Assignment:
Nothing should be output except the lines from the top of the material below through the line that contains "I would be grateful if you could spot the cake layer", each exactly as written.

• • • • •

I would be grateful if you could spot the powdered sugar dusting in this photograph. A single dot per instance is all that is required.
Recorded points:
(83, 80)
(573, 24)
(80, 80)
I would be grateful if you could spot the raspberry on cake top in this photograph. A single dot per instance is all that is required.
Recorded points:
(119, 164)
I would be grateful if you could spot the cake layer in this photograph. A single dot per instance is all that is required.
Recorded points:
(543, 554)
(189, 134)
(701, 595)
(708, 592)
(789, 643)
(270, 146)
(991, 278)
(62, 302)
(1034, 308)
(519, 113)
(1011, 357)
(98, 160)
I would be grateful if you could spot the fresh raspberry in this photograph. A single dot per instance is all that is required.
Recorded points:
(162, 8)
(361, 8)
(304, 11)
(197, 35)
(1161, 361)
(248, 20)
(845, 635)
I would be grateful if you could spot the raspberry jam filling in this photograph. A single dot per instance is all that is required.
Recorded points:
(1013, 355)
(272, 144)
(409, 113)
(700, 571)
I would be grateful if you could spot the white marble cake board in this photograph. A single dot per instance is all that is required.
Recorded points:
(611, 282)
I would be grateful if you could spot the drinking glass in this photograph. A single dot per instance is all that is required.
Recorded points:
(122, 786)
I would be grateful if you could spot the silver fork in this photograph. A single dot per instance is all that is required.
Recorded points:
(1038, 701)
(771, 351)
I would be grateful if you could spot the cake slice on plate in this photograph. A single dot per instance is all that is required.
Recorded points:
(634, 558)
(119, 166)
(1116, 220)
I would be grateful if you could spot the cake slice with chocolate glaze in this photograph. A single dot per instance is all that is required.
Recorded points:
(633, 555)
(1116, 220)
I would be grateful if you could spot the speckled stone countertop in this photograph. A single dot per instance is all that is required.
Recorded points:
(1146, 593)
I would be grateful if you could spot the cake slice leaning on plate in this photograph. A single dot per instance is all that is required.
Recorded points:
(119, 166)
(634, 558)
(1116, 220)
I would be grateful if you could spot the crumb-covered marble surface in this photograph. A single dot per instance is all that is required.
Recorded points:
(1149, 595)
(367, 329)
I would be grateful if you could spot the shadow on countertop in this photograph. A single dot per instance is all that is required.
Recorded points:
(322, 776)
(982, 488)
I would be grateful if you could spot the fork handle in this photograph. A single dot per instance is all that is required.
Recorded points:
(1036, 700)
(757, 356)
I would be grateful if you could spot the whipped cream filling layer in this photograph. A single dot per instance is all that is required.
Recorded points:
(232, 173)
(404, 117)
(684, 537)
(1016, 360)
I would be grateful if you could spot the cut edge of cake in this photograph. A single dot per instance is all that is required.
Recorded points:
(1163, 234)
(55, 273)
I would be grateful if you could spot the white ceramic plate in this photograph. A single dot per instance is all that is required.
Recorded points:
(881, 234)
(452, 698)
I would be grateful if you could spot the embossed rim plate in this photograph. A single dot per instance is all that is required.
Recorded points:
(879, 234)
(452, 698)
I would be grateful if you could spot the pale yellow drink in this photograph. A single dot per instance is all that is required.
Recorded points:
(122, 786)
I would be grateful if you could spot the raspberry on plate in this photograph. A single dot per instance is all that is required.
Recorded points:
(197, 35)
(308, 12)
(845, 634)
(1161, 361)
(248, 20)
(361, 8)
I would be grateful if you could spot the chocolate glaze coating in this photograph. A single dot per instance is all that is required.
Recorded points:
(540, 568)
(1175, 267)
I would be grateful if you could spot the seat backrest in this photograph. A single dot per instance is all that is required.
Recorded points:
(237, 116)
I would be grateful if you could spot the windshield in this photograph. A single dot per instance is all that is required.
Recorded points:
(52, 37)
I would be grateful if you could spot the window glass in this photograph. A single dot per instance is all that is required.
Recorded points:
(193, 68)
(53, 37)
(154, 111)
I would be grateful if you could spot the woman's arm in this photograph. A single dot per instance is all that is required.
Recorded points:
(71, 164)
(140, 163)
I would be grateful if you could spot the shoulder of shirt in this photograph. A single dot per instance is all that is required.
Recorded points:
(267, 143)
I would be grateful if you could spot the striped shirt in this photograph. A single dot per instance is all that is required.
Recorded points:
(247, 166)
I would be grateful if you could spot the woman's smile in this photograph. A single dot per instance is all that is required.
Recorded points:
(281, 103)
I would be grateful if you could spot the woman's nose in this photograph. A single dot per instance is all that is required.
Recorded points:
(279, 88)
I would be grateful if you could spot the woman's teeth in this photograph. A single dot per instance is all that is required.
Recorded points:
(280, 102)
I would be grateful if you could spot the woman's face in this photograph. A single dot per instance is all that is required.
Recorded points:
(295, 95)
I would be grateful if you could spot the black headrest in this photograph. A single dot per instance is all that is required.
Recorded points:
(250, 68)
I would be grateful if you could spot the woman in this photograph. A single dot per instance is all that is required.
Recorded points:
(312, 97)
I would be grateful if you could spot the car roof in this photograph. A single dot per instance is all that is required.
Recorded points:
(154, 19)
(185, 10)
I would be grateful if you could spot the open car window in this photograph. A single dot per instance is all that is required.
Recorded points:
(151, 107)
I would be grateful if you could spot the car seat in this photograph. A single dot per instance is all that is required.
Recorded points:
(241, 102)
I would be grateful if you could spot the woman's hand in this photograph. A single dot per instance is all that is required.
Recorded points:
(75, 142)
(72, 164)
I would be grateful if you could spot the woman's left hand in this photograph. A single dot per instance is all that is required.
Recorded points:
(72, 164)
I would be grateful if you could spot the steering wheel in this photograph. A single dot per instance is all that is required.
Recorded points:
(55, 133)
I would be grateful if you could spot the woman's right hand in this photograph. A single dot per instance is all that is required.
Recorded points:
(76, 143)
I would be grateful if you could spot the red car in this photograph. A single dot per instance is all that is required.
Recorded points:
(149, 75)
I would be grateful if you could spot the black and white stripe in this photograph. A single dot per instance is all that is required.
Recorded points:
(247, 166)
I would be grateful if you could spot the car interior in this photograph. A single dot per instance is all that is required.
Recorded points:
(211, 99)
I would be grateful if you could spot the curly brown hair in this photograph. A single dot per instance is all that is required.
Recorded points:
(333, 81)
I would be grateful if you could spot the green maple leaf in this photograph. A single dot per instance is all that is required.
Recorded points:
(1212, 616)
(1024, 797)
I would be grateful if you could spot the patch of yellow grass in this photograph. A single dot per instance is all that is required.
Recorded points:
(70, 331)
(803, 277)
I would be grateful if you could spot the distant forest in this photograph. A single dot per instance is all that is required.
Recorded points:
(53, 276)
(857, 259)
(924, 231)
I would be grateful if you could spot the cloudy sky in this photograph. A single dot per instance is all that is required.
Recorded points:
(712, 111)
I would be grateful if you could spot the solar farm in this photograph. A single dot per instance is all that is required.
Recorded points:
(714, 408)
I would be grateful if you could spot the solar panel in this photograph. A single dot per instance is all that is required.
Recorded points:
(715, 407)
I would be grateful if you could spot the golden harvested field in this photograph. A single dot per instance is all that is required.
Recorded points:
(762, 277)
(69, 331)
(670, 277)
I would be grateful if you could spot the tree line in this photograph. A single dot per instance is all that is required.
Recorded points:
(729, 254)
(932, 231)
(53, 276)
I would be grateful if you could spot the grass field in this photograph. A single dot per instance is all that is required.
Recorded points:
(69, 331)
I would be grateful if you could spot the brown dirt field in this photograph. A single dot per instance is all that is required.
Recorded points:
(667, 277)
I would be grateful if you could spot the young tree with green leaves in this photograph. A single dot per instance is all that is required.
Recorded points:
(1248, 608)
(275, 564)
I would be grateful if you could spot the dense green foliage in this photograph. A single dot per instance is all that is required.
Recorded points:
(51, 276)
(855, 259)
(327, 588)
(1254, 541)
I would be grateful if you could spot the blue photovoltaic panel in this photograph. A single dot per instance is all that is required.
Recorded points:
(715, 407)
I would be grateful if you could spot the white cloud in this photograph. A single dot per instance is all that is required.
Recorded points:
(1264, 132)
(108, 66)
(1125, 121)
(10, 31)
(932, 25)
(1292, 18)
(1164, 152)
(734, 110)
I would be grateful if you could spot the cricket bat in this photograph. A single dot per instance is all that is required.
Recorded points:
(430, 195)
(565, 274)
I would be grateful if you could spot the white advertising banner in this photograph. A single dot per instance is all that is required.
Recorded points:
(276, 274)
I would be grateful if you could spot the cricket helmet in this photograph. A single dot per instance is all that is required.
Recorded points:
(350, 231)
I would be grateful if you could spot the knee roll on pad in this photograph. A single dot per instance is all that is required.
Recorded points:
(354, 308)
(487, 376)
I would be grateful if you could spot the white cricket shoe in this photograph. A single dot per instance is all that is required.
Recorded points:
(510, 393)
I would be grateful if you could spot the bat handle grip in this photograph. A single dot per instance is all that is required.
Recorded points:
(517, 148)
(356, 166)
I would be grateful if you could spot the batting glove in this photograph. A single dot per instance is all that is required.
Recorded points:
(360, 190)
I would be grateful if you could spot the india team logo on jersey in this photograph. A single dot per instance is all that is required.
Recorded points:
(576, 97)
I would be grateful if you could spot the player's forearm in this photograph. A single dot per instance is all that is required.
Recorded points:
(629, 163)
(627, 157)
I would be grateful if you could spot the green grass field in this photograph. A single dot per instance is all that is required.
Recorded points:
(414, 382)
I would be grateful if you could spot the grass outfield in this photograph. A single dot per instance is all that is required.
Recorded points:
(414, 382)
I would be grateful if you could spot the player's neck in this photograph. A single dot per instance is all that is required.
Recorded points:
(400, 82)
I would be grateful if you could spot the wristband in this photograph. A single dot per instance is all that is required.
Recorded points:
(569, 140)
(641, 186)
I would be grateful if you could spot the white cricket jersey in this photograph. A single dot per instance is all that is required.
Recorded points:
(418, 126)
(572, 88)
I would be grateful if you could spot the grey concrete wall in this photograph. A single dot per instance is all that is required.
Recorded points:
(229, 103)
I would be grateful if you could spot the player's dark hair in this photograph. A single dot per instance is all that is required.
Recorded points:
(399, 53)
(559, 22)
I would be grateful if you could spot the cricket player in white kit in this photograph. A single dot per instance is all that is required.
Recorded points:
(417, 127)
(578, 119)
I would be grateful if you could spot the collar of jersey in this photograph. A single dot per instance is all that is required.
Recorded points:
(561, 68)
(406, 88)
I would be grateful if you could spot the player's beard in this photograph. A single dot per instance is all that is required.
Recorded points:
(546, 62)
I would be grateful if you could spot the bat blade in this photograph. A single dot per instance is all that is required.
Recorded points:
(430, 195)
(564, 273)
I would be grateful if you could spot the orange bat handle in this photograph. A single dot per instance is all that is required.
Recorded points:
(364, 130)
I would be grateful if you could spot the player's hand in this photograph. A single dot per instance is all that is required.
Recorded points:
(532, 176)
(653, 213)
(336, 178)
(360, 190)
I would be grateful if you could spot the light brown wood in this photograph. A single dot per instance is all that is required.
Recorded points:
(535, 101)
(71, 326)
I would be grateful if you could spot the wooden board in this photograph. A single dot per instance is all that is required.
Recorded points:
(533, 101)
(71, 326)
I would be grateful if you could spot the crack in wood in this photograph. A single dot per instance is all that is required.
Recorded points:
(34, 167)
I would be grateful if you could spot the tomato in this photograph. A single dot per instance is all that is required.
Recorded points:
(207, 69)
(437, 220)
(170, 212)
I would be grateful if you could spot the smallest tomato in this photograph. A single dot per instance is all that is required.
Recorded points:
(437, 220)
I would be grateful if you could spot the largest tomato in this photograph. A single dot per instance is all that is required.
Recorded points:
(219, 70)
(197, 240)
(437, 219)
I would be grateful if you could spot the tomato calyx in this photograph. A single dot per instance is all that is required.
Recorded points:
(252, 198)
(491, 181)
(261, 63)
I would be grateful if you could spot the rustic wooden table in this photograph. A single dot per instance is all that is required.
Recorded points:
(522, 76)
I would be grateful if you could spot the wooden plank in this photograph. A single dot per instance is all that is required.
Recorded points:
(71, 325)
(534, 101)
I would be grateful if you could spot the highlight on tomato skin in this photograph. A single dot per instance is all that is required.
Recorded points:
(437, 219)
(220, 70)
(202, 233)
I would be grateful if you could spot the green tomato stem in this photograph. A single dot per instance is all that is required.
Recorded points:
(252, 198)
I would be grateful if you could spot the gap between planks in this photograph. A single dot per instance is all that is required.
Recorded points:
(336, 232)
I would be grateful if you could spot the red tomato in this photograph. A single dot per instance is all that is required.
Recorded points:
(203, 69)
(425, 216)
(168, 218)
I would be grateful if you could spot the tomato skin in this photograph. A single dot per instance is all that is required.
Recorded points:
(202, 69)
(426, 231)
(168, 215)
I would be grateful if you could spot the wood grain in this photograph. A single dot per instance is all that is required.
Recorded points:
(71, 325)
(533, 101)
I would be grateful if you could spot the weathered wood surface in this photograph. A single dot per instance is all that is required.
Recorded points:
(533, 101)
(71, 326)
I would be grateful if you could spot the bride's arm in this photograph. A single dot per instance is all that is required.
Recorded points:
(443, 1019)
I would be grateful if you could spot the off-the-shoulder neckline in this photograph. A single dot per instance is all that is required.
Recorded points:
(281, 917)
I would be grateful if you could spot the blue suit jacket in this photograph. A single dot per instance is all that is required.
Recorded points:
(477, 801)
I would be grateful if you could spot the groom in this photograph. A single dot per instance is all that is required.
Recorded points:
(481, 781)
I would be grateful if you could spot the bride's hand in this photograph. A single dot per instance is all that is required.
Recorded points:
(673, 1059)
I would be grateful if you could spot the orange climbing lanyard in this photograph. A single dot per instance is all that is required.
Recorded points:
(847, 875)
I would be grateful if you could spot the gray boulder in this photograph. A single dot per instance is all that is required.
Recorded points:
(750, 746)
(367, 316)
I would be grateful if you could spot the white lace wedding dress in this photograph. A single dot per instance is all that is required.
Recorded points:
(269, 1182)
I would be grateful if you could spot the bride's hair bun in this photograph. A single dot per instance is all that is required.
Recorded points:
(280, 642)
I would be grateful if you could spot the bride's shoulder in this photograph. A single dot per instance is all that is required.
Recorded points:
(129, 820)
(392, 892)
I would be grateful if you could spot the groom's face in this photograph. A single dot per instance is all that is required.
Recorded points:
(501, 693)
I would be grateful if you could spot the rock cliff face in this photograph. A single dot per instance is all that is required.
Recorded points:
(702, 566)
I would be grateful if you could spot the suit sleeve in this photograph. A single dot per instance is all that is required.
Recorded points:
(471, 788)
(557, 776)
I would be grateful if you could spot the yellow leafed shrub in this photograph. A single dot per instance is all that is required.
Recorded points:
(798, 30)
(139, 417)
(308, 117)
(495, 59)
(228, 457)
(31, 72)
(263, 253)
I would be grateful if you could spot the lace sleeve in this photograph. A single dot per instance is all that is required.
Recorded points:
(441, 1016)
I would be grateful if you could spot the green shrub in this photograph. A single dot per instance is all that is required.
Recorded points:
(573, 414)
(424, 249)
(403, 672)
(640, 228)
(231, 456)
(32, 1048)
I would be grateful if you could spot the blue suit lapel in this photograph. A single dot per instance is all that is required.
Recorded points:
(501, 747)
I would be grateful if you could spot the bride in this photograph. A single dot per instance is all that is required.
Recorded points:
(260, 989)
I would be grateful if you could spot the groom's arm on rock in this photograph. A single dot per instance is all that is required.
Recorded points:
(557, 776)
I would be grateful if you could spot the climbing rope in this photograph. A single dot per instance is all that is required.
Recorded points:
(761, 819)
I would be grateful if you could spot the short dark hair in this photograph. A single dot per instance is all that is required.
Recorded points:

• • • • •

Result:
I would be grateful if you could spot the powdered sugar dusting in this photograph. A single dot per instance is all that is required.
Recorded points:
(83, 80)
(573, 24)
(80, 80)
I would be grateful if you could spot the raspberry on cake top in this photograph. A single dot per instance is all that is required.
Recorded points:
(119, 164)
I would be grateful if you could spot the cake layer in this photograph. A single dot per instance is all that is required.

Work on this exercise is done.